Please render all of the data below as a numbered list, leaving out any blank lines.

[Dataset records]
####

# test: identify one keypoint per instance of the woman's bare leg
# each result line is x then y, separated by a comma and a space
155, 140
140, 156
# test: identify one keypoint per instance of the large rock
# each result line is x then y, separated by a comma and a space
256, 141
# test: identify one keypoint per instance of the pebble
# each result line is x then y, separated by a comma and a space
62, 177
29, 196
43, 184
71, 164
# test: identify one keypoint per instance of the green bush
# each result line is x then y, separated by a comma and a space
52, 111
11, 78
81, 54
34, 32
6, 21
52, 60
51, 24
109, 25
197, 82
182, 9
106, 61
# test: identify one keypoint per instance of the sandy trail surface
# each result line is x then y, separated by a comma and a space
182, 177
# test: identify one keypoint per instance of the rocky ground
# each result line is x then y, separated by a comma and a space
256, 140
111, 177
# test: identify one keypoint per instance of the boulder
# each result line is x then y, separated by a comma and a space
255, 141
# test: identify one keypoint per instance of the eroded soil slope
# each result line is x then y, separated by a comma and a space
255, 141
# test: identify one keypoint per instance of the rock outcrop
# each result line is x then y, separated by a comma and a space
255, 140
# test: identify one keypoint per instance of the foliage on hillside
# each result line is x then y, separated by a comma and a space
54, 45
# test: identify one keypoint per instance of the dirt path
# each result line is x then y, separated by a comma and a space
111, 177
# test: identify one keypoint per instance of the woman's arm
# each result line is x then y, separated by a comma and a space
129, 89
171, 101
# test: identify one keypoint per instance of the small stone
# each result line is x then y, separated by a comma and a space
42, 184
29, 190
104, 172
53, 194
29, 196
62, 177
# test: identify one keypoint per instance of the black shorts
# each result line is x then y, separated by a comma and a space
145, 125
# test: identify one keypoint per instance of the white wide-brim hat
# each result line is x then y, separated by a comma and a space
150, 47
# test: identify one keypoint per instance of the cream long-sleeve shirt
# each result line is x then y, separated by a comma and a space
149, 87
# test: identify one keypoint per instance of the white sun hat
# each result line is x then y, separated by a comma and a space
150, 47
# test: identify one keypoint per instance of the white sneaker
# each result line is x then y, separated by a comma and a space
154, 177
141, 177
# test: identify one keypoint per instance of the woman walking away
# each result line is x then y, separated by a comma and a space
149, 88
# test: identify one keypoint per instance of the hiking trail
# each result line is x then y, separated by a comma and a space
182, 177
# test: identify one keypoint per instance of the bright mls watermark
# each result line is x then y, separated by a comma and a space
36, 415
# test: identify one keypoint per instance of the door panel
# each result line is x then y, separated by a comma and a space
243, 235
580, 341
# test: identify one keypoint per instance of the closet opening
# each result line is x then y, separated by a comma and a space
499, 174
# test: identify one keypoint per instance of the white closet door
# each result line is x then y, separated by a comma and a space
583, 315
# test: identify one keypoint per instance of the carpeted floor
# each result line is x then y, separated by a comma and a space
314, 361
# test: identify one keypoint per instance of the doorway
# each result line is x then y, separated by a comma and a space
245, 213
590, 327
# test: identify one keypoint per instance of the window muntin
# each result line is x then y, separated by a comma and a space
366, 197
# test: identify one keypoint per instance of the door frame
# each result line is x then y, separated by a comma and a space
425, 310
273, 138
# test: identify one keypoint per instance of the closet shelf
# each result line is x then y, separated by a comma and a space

####

RESULT FOR THIS TASK:
1. # test: identify one keypoint per instance of the woman's bare leg
2. # each result line is x then y, separated by a comma and a space
3. 155, 140
4. 140, 156
5. # test: identify one keypoint per instance of the large rock
6. # each result line is x then y, separated by a comma and a space
7. 256, 141
8. # test: identify one keypoint per instance of the pebble
9. # each result line is x then y, separated by a comma and a space
10. 62, 177
11. 29, 196
12. 43, 184
13. 71, 164
14. # test: identify one keypoint per instance of the green bush
15. # each result line is x then y, separated by a comma and a space
16. 52, 111
17. 11, 78
18. 81, 54
19. 34, 32
20. 6, 21
21. 52, 60
22. 51, 24
23. 109, 25
24. 197, 82
25. 182, 9
26. 106, 61
27. # test: identify one keypoint per instance of the sandy trail surface
28. # each result line is x then y, separated by a comma and a space
29. 182, 177
30. # test: identify one keypoint per instance of the rocky ground
31. # each result line is x then y, separated by a comma and a space
32. 256, 140
33. 111, 177
34. # test: identify one keypoint per instance of the boulder
35. # each result line is x then y, separated by a comma and a space
36. 255, 141
37. # test: identify one keypoint per instance of the eroded soil slope
38. # each result line is x then y, separated by a comma and a space
39. 255, 141
40. # test: identify one keypoint per instance of the rock outcrop
41. # each result line is x then y, separated by a comma and a space
42. 255, 140
43. # test: identify one keypoint per instance of the foliage on hillside
44. # each result line is x then y, separated by a comma and a space
45. 54, 45
46. # test: identify one keypoint per instance of the dirt path
47. # each result line is x then y, separated by a comma and a space
48. 111, 177
49. # test: identify one keypoint per instance of the woman's arm
50. # each result line is x then y, separated by a comma and a space
51. 129, 89
52. 171, 101
53. # test: identify one keypoint per instance of the small stone
54. # each result line is x then y, separated by a comma and a space
55. 42, 184
56. 29, 190
57. 104, 172
58. 53, 194
59. 29, 196
60. 62, 177
61. # test: identify one keypoint per instance of the black shorts
62. # each result line is x then y, separated by a comma and a space
63. 145, 125
64. # test: identify one keypoint per instance of the white wide-brim hat
65. # each result line is x then y, separated by a comma and a space
66. 150, 47
67. # test: identify one keypoint per instance of the cream long-sleeve shirt
68. # each result line is x then y, separated by a comma and a space
69. 149, 87
70. # test: identify one keypoint per instance of the white sun hat
71. # each result line is x then y, separated by a comma and a space
72. 150, 47
73. # test: identify one keypoint per instance of the white sneaker
74. # each result line is x then y, separated by a comma and a space
75. 154, 177
76. 141, 177
77. # test: identify one keypoint per instance of the woman walking away
78. # each result line is x then y, separated by a comma and a space
79. 149, 88
80. # test: identify one keypoint per instance of the hiking trail
81. # each result line is x then y, separated by a comma and a space
82. 182, 177
83. # test: identify one keypoint per instance of the bright mls watermark
84. # each result line is x then y, separated by a comma and a space
85. 36, 415
86. # test: identify one keypoint per instance of the door panel
87. # each result line is x then y, separated by a comma and a space
88. 243, 235
89. 580, 341
90. # test: identify one keypoint per instance of the closet opening
91. # each result line is x then y, separated by a comma and a space
92. 499, 174
93. # test: identify one keypoint per instance of the white closet door
94. # each result line is x then y, separated by a comma and a space
95. 583, 315
96. # test: identify one keypoint per instance of the carpeted floor
97. # each result line is x then y, separated by a comma and a space
98. 314, 361
99. # test: identify one keypoint per instance of the doorway
100. # each result line is x then y, separated by a comma and a space
101. 245, 213
102. 590, 327
103. # test: identify one keypoint per instance of the window muntin
104. # each result line is x then y, separated by a comma and a space
105. 366, 197
106. # test: identify one keypoint per instance of the door frame
107. # each result line is x then y, separated by a comma and a space
108. 425, 310
109. 273, 138
110. # test: identify one keypoint per instance of the closet shelf
111. # each result line is x then y, separated by a comma and a space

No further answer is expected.